* **Information shown**:
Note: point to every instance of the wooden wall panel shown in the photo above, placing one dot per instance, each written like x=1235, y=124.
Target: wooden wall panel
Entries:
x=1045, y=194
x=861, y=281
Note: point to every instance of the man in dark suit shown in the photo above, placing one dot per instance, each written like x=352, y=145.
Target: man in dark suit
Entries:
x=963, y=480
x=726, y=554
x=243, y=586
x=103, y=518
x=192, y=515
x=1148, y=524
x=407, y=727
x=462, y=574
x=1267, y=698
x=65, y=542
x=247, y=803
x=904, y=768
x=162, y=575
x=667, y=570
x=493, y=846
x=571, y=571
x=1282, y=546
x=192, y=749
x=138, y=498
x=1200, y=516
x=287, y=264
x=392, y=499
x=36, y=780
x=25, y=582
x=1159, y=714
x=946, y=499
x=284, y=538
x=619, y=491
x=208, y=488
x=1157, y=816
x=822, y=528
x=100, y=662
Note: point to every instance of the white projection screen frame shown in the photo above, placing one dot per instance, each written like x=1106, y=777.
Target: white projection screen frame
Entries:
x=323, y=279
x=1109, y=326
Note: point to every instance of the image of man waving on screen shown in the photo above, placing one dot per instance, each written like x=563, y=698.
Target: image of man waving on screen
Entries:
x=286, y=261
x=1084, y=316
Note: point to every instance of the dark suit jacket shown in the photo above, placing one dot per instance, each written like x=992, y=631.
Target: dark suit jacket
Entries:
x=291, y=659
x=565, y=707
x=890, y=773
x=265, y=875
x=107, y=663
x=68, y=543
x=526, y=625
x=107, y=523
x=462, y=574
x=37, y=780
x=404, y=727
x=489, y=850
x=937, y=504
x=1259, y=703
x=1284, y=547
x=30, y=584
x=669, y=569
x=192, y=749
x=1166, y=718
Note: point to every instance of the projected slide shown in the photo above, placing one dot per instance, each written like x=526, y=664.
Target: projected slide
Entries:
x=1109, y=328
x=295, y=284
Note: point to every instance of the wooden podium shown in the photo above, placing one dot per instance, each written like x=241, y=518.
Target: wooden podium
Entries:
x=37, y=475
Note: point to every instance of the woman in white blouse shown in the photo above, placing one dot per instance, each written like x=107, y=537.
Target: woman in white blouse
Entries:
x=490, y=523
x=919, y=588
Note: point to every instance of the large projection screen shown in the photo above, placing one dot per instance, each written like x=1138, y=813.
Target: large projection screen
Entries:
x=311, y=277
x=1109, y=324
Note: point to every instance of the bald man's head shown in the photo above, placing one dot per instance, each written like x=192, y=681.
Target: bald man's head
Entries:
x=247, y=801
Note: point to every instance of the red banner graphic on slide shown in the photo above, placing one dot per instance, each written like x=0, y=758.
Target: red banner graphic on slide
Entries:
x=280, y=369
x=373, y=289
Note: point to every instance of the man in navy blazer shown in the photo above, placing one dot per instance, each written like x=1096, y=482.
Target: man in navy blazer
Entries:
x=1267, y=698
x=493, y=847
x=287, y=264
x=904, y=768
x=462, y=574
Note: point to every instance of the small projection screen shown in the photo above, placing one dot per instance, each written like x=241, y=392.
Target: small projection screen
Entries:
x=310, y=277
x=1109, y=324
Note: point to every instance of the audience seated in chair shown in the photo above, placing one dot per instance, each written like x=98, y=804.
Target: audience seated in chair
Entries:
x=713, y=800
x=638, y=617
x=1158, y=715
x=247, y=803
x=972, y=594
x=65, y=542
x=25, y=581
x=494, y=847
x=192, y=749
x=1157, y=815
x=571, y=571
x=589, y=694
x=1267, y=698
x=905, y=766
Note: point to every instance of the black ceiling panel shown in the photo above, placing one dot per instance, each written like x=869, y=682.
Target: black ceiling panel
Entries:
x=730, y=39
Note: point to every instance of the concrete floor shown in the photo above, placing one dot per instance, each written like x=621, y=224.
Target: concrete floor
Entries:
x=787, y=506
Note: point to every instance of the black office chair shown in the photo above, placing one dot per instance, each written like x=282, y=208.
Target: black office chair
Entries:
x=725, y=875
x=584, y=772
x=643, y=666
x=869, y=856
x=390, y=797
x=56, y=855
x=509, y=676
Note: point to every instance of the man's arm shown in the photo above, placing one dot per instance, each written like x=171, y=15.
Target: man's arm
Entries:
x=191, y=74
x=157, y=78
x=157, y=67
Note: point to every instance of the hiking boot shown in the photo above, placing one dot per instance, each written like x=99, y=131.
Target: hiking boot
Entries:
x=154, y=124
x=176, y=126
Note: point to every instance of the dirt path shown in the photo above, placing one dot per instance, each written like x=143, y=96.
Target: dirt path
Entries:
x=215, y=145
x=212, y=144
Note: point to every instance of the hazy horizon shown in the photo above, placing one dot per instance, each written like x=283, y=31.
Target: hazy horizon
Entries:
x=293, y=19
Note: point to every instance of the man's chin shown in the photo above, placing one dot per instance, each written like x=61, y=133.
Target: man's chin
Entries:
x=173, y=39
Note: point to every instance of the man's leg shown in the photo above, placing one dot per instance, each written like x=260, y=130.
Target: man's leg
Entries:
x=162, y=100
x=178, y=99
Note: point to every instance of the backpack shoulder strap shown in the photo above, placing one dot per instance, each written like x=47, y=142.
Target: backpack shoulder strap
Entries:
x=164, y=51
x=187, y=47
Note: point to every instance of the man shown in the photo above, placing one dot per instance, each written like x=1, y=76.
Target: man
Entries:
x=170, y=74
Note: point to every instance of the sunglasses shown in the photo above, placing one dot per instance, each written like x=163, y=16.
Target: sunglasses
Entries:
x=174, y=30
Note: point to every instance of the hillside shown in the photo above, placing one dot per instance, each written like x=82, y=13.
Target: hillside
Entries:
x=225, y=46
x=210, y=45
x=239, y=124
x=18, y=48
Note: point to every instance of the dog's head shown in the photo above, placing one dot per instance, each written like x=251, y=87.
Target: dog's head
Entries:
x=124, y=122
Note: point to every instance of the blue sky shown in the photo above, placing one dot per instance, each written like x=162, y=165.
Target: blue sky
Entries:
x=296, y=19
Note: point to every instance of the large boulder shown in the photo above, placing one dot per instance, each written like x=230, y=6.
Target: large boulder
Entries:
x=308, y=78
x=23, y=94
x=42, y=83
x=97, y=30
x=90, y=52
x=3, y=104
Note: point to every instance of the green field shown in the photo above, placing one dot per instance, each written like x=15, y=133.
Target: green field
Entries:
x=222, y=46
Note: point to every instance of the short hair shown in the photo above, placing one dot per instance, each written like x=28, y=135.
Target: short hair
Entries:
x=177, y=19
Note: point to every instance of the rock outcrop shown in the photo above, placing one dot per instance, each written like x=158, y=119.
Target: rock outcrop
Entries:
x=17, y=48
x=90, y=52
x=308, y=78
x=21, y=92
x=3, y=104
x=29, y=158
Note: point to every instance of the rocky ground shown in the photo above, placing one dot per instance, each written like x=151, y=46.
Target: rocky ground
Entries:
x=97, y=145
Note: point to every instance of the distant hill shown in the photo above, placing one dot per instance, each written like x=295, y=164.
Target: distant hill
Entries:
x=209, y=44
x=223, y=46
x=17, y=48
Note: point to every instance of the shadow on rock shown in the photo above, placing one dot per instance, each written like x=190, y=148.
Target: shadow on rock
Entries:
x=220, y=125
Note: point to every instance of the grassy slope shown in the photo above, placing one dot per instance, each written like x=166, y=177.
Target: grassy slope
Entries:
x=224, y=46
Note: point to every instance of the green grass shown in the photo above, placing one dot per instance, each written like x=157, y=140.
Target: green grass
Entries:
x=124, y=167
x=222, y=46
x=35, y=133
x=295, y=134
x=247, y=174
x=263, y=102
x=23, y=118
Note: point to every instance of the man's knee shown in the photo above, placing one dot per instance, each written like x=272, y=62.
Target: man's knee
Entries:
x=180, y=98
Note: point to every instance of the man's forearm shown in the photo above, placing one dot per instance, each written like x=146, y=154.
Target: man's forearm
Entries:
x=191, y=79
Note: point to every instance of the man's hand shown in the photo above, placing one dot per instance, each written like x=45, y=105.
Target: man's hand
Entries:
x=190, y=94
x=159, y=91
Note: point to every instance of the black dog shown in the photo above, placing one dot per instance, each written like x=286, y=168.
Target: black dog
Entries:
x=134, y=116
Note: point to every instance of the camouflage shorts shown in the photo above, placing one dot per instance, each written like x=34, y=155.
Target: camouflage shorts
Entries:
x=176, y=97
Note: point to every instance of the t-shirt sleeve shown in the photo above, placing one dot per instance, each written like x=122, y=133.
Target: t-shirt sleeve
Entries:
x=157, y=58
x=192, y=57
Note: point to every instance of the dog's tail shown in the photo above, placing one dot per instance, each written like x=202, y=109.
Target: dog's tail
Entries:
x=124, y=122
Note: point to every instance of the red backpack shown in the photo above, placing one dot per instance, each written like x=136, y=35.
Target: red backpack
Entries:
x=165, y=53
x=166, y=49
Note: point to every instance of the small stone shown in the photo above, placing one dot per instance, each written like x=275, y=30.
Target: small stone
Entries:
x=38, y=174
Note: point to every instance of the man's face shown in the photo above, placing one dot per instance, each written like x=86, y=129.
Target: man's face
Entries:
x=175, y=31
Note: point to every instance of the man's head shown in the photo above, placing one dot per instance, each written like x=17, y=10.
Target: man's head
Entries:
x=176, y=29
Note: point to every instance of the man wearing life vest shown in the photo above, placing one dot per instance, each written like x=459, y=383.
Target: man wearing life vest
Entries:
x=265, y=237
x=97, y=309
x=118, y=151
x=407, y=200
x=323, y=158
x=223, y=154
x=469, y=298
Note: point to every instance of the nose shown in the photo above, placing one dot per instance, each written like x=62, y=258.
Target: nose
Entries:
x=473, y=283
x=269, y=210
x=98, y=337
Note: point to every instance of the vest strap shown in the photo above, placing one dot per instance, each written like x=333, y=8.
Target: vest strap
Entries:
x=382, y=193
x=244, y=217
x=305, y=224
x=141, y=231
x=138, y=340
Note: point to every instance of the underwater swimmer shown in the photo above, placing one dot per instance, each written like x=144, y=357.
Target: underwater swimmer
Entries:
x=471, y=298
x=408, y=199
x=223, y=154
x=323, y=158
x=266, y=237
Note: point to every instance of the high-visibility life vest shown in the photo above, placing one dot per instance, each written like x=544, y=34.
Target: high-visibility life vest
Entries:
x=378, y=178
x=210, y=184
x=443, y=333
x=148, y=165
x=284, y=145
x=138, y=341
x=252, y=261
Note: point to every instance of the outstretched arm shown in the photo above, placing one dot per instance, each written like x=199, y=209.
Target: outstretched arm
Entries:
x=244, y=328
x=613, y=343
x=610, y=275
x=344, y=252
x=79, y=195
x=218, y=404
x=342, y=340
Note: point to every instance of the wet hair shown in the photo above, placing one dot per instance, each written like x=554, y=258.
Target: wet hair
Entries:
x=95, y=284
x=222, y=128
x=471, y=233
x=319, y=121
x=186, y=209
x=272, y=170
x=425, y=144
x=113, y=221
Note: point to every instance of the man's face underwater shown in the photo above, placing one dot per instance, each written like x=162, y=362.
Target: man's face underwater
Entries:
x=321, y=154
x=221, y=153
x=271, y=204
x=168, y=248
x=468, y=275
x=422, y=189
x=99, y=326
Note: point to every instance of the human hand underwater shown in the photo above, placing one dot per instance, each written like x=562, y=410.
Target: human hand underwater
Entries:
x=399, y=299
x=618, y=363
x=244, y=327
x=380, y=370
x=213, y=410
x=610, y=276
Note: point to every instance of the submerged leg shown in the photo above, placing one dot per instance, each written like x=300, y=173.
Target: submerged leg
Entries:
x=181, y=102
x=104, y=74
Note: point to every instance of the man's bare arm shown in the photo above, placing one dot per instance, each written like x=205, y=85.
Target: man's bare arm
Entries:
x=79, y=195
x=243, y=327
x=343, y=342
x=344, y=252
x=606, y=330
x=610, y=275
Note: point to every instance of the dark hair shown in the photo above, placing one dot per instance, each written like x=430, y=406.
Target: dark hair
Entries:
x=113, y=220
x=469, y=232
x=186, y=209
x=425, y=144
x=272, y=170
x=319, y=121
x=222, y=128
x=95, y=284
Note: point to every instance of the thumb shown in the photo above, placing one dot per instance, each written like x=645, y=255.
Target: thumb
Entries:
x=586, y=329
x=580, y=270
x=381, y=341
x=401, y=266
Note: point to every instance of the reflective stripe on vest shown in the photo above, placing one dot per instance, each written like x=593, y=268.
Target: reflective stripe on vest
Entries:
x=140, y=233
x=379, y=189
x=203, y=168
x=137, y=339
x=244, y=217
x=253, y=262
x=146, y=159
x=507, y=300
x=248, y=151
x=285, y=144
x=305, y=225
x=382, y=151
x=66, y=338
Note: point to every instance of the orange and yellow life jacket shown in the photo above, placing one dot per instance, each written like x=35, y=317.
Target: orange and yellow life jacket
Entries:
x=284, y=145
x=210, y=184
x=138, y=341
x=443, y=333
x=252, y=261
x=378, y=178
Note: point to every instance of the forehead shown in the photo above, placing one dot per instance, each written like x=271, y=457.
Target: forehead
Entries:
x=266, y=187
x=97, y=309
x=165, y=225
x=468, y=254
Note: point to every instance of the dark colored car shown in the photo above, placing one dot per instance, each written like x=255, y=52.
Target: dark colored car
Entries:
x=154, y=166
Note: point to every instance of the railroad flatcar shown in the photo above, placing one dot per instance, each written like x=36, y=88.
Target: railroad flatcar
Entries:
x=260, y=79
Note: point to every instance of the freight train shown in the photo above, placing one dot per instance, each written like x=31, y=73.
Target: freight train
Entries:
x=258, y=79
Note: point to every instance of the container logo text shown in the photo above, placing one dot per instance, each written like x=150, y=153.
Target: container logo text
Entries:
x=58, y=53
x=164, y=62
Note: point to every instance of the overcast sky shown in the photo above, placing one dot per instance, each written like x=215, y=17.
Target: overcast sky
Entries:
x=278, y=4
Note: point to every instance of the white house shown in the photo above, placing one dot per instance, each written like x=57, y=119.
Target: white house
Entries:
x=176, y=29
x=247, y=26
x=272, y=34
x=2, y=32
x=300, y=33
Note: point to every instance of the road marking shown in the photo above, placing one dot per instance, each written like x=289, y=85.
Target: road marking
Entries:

* **Exercise requirements**:
Convert the data, from its first line through the line containing "x=861, y=281", into a Markdown table with the columns Row and Line. Number each row and leave out blank lines.

* **Reply**:
| Row | Line |
|---|---|
| 1 | Note: point to every instance of the wooden wall panel shown in the photo above, placing one dot per instance, each written like x=1235, y=124. |
| 2 | Target: wooden wall panel |
| 3 | Entries: |
| 4 | x=1045, y=194 |
| 5 | x=861, y=281 |